Problem statement:
Find each line in the records that contains the string "white" and copy it out; case counts.

(Pointing entries for named objects)
▼
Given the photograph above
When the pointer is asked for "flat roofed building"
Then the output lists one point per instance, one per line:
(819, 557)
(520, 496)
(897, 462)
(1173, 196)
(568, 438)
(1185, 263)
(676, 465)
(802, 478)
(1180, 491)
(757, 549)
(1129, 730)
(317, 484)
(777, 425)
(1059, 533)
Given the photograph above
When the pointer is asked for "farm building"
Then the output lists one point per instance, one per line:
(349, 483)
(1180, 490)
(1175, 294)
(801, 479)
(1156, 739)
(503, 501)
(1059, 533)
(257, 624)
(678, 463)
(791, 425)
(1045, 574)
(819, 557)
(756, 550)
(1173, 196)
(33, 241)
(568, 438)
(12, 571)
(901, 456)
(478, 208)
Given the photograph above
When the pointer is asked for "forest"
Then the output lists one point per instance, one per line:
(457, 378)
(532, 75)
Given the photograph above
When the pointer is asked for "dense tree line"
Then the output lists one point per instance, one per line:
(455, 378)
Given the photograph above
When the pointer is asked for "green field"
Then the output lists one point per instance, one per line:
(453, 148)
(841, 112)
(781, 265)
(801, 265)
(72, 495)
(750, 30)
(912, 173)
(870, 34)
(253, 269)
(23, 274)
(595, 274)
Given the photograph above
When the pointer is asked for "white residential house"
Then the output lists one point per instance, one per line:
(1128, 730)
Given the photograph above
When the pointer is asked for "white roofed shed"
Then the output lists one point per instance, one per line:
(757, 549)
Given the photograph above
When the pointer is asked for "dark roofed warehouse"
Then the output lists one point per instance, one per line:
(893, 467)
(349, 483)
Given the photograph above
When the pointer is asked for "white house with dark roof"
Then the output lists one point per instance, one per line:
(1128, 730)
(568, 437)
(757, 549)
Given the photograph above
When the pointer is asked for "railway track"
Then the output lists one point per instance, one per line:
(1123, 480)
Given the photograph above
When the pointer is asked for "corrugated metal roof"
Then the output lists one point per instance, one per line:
▲
Written reply:
When the pointer is asked for "white residential house"
When the pointer is asked for "white roofed shed"
When the pointer is asked for "white house with dark roof"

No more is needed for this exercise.